**INPUT FOR THIS TASK:**
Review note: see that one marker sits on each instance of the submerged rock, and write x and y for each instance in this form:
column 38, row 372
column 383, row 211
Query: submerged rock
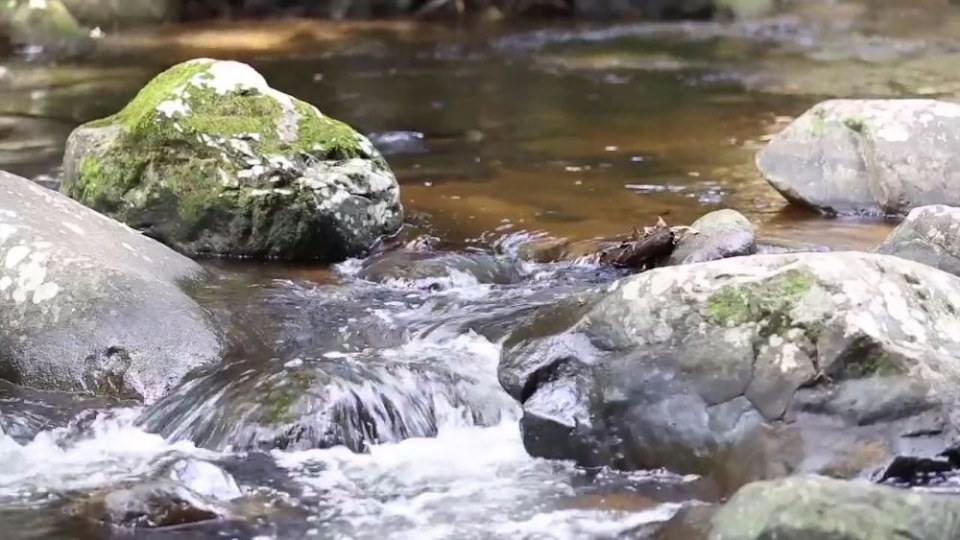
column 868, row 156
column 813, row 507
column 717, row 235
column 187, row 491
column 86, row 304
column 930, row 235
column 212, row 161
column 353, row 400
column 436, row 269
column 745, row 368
...
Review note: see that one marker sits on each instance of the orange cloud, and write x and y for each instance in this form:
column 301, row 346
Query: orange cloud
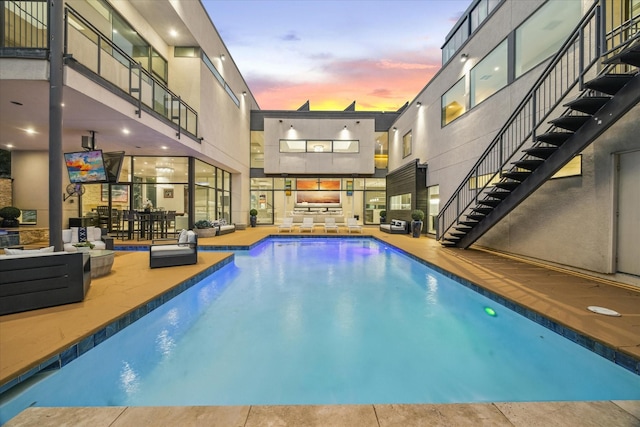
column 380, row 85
--
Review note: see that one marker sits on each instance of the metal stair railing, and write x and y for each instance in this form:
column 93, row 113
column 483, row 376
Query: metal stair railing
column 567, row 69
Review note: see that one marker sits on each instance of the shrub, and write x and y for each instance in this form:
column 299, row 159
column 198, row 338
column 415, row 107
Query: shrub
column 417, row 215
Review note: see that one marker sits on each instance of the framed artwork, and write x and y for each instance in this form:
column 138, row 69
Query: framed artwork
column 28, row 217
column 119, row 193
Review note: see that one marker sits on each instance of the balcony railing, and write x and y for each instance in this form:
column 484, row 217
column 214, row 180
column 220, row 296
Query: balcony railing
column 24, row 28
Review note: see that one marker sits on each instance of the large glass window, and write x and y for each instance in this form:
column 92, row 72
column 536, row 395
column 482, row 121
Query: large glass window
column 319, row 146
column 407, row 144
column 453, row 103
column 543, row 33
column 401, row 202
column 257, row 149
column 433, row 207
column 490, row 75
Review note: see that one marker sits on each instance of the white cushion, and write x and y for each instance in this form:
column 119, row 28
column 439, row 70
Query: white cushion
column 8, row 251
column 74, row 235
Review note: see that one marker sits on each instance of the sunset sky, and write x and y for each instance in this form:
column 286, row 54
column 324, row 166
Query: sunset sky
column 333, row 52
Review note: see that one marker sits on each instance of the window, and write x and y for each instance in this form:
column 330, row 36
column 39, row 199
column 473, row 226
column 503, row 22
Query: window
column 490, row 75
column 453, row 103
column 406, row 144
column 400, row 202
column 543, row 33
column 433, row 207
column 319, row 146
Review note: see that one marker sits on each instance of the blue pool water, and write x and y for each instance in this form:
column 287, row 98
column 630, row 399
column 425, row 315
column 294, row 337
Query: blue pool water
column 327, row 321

**TASK TO CARRY OUT:** Copy the lines of the listing from the one containing "of the balcony" down to the one containing "column 24, row 28", both included, with each line unchanged.

**OUTPUT FOR THIS EXERCISE:**
Review note: see that one marker sits on each instance of the balcony railing, and write x and y for each instance in this form:
column 484, row 217
column 214, row 180
column 220, row 296
Query: balcony railing
column 24, row 28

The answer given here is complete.